SET PROBLEM:
Reproduce each line exactly, including spacing and punctuation.

SOURCE MATERIAL:
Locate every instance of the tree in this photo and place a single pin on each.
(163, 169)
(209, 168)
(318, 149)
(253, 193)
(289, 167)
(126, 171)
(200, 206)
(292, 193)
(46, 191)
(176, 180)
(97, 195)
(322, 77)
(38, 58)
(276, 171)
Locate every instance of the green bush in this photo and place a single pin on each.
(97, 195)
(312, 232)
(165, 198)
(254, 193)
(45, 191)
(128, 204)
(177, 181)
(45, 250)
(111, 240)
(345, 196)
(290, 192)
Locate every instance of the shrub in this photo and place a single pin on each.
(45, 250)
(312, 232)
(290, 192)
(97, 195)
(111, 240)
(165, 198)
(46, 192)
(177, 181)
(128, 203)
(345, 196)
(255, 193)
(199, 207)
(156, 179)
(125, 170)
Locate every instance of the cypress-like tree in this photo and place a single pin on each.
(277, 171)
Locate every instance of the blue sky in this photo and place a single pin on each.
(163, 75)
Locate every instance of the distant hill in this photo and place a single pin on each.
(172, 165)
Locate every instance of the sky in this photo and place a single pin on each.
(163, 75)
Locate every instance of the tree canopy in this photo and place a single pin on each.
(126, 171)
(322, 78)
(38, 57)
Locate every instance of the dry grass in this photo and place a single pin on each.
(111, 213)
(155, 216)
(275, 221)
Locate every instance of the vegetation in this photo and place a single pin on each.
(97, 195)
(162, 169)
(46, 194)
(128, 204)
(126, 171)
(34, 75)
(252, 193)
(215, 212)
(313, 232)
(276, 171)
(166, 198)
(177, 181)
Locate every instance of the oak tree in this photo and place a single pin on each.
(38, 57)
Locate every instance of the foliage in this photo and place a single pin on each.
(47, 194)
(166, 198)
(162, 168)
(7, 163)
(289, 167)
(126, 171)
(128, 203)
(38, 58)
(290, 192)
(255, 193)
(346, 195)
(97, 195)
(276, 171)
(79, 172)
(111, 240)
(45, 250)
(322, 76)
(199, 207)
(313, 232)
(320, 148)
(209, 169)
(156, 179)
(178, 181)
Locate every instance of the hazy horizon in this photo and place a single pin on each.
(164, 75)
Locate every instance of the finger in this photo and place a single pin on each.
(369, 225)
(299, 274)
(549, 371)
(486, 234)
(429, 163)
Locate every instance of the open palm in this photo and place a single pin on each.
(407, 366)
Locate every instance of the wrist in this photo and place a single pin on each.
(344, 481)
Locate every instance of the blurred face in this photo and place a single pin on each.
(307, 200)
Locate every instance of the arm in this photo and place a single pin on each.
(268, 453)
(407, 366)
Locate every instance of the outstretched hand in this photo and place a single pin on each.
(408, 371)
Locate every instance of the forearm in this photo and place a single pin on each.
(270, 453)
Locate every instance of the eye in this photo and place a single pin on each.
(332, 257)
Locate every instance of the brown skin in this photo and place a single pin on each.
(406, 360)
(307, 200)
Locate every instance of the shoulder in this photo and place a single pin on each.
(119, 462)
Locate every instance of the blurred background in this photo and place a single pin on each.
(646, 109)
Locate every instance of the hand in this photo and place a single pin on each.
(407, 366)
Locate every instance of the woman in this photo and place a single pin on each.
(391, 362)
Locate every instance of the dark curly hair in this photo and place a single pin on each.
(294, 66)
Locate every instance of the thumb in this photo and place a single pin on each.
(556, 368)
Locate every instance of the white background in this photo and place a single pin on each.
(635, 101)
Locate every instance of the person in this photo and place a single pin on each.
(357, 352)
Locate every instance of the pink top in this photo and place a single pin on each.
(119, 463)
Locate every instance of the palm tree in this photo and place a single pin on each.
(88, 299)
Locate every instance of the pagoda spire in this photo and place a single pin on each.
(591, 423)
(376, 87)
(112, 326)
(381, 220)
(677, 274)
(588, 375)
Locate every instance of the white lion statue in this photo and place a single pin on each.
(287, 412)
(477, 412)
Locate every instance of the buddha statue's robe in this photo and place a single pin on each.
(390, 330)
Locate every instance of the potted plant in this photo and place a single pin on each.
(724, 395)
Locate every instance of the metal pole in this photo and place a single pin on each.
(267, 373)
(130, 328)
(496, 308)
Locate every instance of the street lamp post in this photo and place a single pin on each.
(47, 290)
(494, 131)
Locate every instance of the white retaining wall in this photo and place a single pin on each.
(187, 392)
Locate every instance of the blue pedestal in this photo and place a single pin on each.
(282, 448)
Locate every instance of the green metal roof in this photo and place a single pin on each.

FINAL ANSWER:
Locate every instance of the tree in this photo and place a single pin on each.
(163, 169)
(209, 168)
(318, 149)
(253, 193)
(289, 167)
(126, 171)
(200, 206)
(292, 193)
(46, 191)
(176, 180)
(97, 195)
(322, 77)
(38, 58)
(276, 171)
Locate every instance of the green bush in this photo and place a single pin on each.
(97, 195)
(312, 232)
(165, 198)
(254, 193)
(45, 191)
(128, 204)
(177, 181)
(45, 250)
(111, 240)
(345, 196)
(290, 192)
Locate every instance of the shrub in this photo and place a single pin on each.
(45, 250)
(312, 232)
(290, 192)
(97, 195)
(111, 240)
(165, 198)
(46, 192)
(177, 181)
(128, 203)
(345, 196)
(255, 193)
(199, 207)
(156, 179)
(125, 170)
Locate every instance of the cypress-like tree in this photo and place a single pin on each.
(277, 171)
Locate every instance of the blue sky in this photo and place a single pin on each.
(163, 75)
Locate every instance of the distant hill in this photo and place a single pin on each.
(172, 165)
Locate every instance of the sky in this photo and place a single pin on each.
(163, 75)
Locate every instance of the tree canopy in this photo and place a single pin on each.
(126, 171)
(322, 78)
(38, 57)
Locate every instance of the dry grass in this photo and place a single pin on each.
(111, 213)
(155, 216)
(275, 221)
Locate every instance of the vegetation in this photo and place a single pin on each.
(97, 195)
(162, 169)
(46, 194)
(128, 204)
(126, 171)
(34, 75)
(252, 193)
(215, 212)
(313, 232)
(276, 171)
(166, 198)
(177, 181)
Locate every instance of the oak tree in this photo and place a single pin on each.
(38, 57)
Locate every instance of the foliage in this photo and place a single pin on each.
(47, 194)
(166, 198)
(162, 168)
(7, 163)
(289, 167)
(126, 171)
(128, 203)
(38, 58)
(290, 192)
(255, 193)
(346, 195)
(97, 195)
(276, 171)
(79, 172)
(111, 240)
(45, 250)
(322, 76)
(199, 207)
(313, 232)
(320, 148)
(209, 169)
(156, 179)
(178, 181)
Locate every instance of the hazy horizon in this photo and place a single pin on each.
(164, 75)
Locate every instance of the finger in this photo and place a single pin on each.
(369, 225)
(299, 274)
(549, 371)
(486, 234)
(429, 163)
Locate every instance of the open palm in this photo and place a single pin on each.
(407, 366)
Locate every instance of the wrist in this photo and place a single pin on each.
(344, 481)
Locate every instance of the blurred face in this photo and place a single pin on each.
(307, 200)
Locate every instance of the arm in this photo and place a single pin on each.
(268, 453)
(407, 366)
Locate every instance of the outstretched hand in this photo and place a single pin on each.
(408, 371)
Locate every instance of the forearm in this photo and place a single pin on each.
(270, 453)
Locate every instance of the eye in this photo and place a single pin on each.
(332, 257)
Locate every instance of the brown skin in this photo and place a single pin on each.
(406, 360)
(307, 200)
Locate every instance of the shoulder in this photo and place a single pin on each.
(119, 462)
Locate every instance of the blurred background in this photo and place a single pin on each.
(646, 109)
Locate every instance of the hand in this photo and place a single pin on each.
(407, 366)
Locate every instance of the woman in this photo and place a single pin on each.
(391, 362)
Locate every instance of the dark curly hair in this photo and place a single pin on each.
(294, 66)
Locate every instance of the thumb in this photo and place a single pin on each.
(556, 368)
Locate every instance of the white background in this photo and place a single pin on each.
(635, 101)
Locate every instance of the person in this photo and place a single pin on each.
(357, 352)
Locate every instance of the pink top in this photo and place a single pin on each.
(119, 463)
Locate every instance of the palm tree in this photo and place a single pin on each.
(88, 299)
Locate every instance of the pagoda spire in this photo and place a single pin on each.
(591, 423)
(376, 87)
(112, 326)
(381, 220)
(677, 274)
(588, 375)
Locate every instance of the white lion statue in this photo and place a single pin on each.
(287, 412)
(477, 412)
Locate every instance of the buddha statue's robe in this photo and place a single pin on each.
(390, 330)
Locate every instance of the potted plant in this photo and place a single pin on each.
(724, 395)
Locate every instance of the metal pole in this photo and place a single pin on each.
(267, 373)
(130, 328)
(496, 308)
Locate every instance of the street lamp post in this photo and place a single pin on each.
(47, 290)
(494, 131)
Locate every instance of the white retaining wall in this photo and place a single pin on each.
(187, 392)
Locate every instance of the blue pedestal in this photo and place a single pin on each.
(282, 448)
Locate every instance of the green metal roof in this photo and place a single pin on each.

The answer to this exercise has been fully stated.